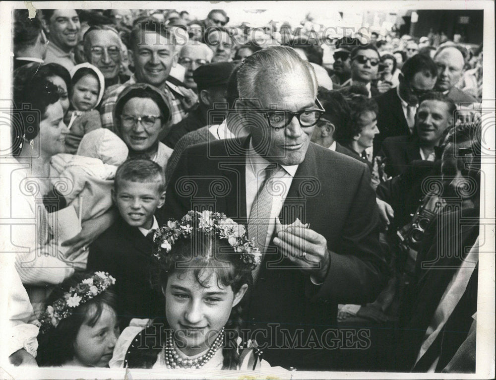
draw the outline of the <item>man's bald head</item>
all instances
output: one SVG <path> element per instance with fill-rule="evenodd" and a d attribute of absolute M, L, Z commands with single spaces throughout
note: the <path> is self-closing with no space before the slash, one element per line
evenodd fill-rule
<path fill-rule="evenodd" d="M 449 91 L 455 86 L 463 73 L 465 61 L 463 56 L 454 46 L 440 49 L 434 56 L 437 67 L 437 82 L 436 89 L 441 91 Z"/>

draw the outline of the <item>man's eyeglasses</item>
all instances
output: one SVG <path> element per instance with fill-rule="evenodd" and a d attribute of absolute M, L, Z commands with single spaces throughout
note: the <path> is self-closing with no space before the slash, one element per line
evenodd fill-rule
<path fill-rule="evenodd" d="M 370 62 L 371 66 L 377 66 L 379 64 L 379 60 L 377 58 L 368 58 L 365 56 L 355 56 L 353 60 L 356 60 L 361 64 L 365 64 L 368 61 Z"/>
<path fill-rule="evenodd" d="M 143 115 L 139 118 L 132 116 L 130 115 L 123 115 L 121 117 L 123 127 L 133 127 L 139 122 L 141 125 L 147 128 L 153 127 L 158 120 L 162 120 L 161 116 L 153 116 L 152 115 Z"/>
<path fill-rule="evenodd" d="M 346 61 L 348 59 L 348 57 L 350 57 L 350 53 L 346 53 L 346 52 L 338 52 L 333 54 L 332 57 L 334 57 L 334 61 L 337 61 L 338 60 Z"/>
<path fill-rule="evenodd" d="M 197 60 L 192 60 L 191 58 L 187 58 L 186 57 L 182 57 L 179 59 L 178 62 L 180 64 L 182 64 L 183 65 L 189 66 L 193 62 L 194 62 L 198 66 L 202 66 L 204 64 L 206 64 L 208 63 L 206 60 L 203 60 L 202 59 L 198 59 Z"/>
<path fill-rule="evenodd" d="M 295 116 L 298 119 L 300 125 L 305 128 L 316 124 L 325 112 L 318 99 L 315 99 L 315 104 L 320 108 L 304 110 L 299 112 L 291 112 L 289 111 L 262 111 L 267 117 L 269 125 L 272 128 L 285 128 L 289 125 Z"/>
<path fill-rule="evenodd" d="M 93 46 L 91 48 L 91 55 L 97 58 L 102 57 L 104 52 L 113 58 L 118 58 L 121 55 L 121 49 L 118 46 L 109 46 L 108 48 L 102 48 L 101 46 Z"/>

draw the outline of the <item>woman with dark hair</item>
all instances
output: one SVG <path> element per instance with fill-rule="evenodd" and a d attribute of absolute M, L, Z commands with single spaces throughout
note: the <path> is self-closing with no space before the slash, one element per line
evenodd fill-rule
<path fill-rule="evenodd" d="M 150 84 L 136 83 L 119 95 L 114 110 L 118 134 L 129 148 L 129 157 L 143 155 L 165 170 L 172 149 L 160 142 L 169 132 L 170 101 Z"/>
<path fill-rule="evenodd" d="M 13 98 L 18 108 L 12 112 L 12 154 L 19 165 L 11 176 L 10 188 L 16 190 L 12 192 L 11 207 L 16 217 L 34 222 L 12 226 L 11 240 L 13 246 L 29 248 L 16 253 L 15 266 L 37 313 L 51 290 L 49 285 L 60 283 L 74 268 L 83 269 L 85 264 L 70 255 L 68 258 L 74 261 L 68 263 L 51 228 L 54 217 L 48 212 L 65 205 L 63 194 L 54 190 L 50 181 L 51 159 L 64 151 L 68 132 L 58 89 L 37 76 L 24 86 L 19 82 L 14 81 Z M 70 184 L 62 185 L 58 188 Z"/>
<path fill-rule="evenodd" d="M 391 54 L 384 54 L 380 57 L 382 71 L 379 73 L 380 79 L 377 83 L 379 92 L 385 92 L 388 90 L 399 84 L 398 78 L 400 70 L 397 69 L 396 59 Z"/>
<path fill-rule="evenodd" d="M 111 368 L 269 367 L 256 343 L 242 344 L 240 336 L 240 302 L 261 258 L 244 227 L 223 214 L 191 211 L 161 228 L 154 246 L 152 281 L 165 298 L 166 319 L 125 329 Z"/>
<path fill-rule="evenodd" d="M 360 95 L 353 95 L 348 100 L 350 119 L 347 128 L 336 131 L 336 140 L 355 153 L 355 157 L 369 166 L 365 150 L 372 146 L 374 136 L 379 133 L 377 127 L 377 103 L 373 99 Z"/>
<path fill-rule="evenodd" d="M 108 367 L 119 335 L 108 273 L 76 273 L 57 287 L 40 318 L 40 367 Z"/>
<path fill-rule="evenodd" d="M 69 94 L 72 90 L 69 71 L 58 63 L 47 63 L 41 66 L 36 75 L 49 80 L 57 86 L 59 100 L 65 115 L 69 109 Z"/>

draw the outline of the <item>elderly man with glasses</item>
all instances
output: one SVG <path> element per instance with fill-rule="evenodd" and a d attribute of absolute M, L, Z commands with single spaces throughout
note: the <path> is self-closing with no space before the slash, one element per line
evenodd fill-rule
<path fill-rule="evenodd" d="M 247 57 L 238 84 L 249 135 L 186 149 L 165 216 L 210 208 L 245 224 L 263 256 L 244 300 L 248 337 L 273 366 L 336 368 L 337 303 L 373 300 L 386 270 L 368 169 L 310 142 L 325 110 L 311 65 L 293 49 Z"/>

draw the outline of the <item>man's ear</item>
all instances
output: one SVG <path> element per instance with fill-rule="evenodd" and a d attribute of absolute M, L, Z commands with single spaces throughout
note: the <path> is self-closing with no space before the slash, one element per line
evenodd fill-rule
<path fill-rule="evenodd" d="M 211 106 L 210 104 L 210 101 L 211 97 L 210 97 L 210 94 L 207 90 L 202 90 L 200 91 L 200 93 L 198 94 L 198 97 L 200 98 L 200 101 L 203 104 L 206 104 L 208 106 Z"/>
<path fill-rule="evenodd" d="M 243 286 L 241 287 L 238 293 L 234 295 L 234 300 L 233 300 L 233 308 L 240 303 L 240 301 L 243 299 L 243 296 L 245 295 L 245 293 L 247 292 L 248 290 L 248 284 L 244 284 Z"/>
<path fill-rule="evenodd" d="M 165 191 L 163 191 L 160 194 L 160 200 L 159 200 L 158 203 L 157 204 L 157 208 L 162 208 L 162 206 L 164 205 L 164 203 L 165 203 Z"/>

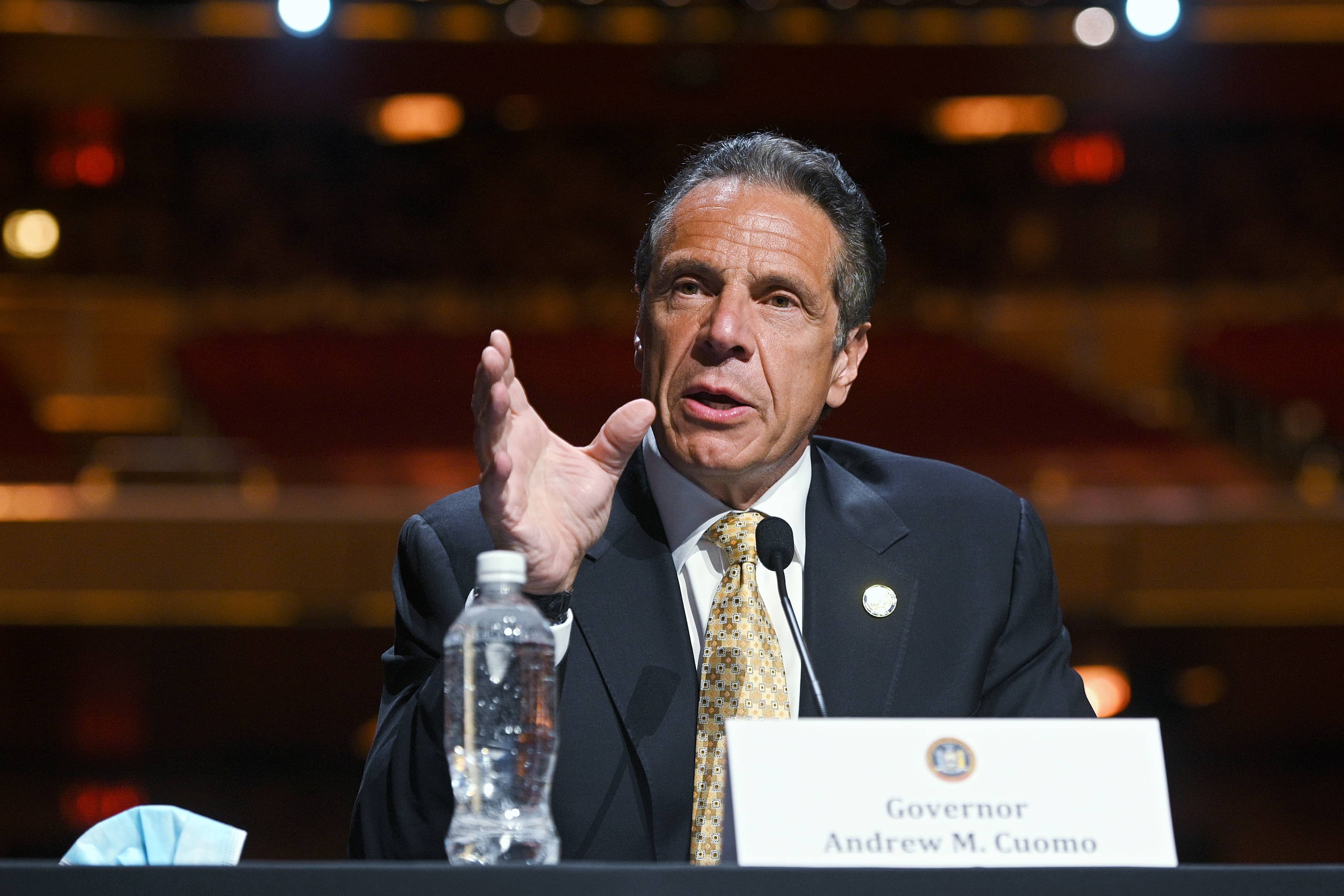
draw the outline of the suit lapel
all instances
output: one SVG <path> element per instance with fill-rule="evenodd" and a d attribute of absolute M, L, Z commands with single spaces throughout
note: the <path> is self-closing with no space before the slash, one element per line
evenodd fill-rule
<path fill-rule="evenodd" d="M 888 548 L 909 535 L 896 512 L 853 473 L 812 447 L 804 557 L 802 627 L 832 716 L 884 716 L 906 653 L 917 582 Z M 896 592 L 891 615 L 875 618 L 863 592 Z M 817 715 L 802 689 L 800 715 Z"/>
<path fill-rule="evenodd" d="M 653 853 L 685 860 L 699 674 L 663 523 L 630 458 L 574 584 L 574 621 L 638 756 Z"/>

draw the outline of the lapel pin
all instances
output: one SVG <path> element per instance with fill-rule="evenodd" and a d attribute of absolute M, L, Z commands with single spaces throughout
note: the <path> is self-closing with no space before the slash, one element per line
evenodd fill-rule
<path fill-rule="evenodd" d="M 870 584 L 863 592 L 863 609 L 870 617 L 890 617 L 896 609 L 896 592 L 884 584 Z"/>

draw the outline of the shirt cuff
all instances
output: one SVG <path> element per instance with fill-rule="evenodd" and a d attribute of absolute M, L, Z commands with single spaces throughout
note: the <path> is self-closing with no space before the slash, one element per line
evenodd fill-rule
<path fill-rule="evenodd" d="M 466 595 L 466 606 L 472 606 L 476 600 L 476 588 Z M 570 633 L 574 630 L 574 607 L 564 611 L 564 622 L 551 626 L 551 635 L 555 637 L 555 665 L 560 665 L 560 660 L 564 658 L 566 652 L 570 649 Z"/>

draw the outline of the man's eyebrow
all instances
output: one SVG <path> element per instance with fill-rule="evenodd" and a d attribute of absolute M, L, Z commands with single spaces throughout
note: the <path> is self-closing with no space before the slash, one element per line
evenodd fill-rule
<path fill-rule="evenodd" d="M 675 277 L 699 277 L 706 281 L 719 281 L 723 275 L 712 265 L 703 262 L 696 258 L 677 258 L 661 266 L 659 270 L 660 279 L 672 279 Z"/>
<path fill-rule="evenodd" d="M 761 296 L 765 296 L 766 293 L 774 292 L 777 289 L 782 289 L 786 293 L 793 293 L 798 298 L 804 300 L 804 302 L 809 300 L 823 298 L 823 296 L 817 294 L 817 290 L 812 289 L 802 281 L 782 273 L 766 274 L 757 282 L 757 287 L 754 292 L 757 292 Z"/>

Problème posé: Pouvez-vous reprendre tout, du début des données jusqu'à la ligne contenant « 449 91 L 455 » incluse, en remplaçant « bald » par « shaved » et sans rien modifier d'autre ? Ne reproduisez pas les images.

Résultat obtenu:
draw the outline of the <item>man's shaved head</item>
all instances
output: one SVG <path> element per instance with fill-rule="evenodd" and a d attribute of absolute M, L, Z commands with single spaces throughout
note: the <path> is self-closing with no space before the slash, one element per line
evenodd fill-rule
<path fill-rule="evenodd" d="M 449 91 L 455 86 L 463 73 L 465 61 L 463 56 L 454 46 L 440 49 L 434 56 L 437 67 L 437 82 L 436 89 L 441 91 Z"/>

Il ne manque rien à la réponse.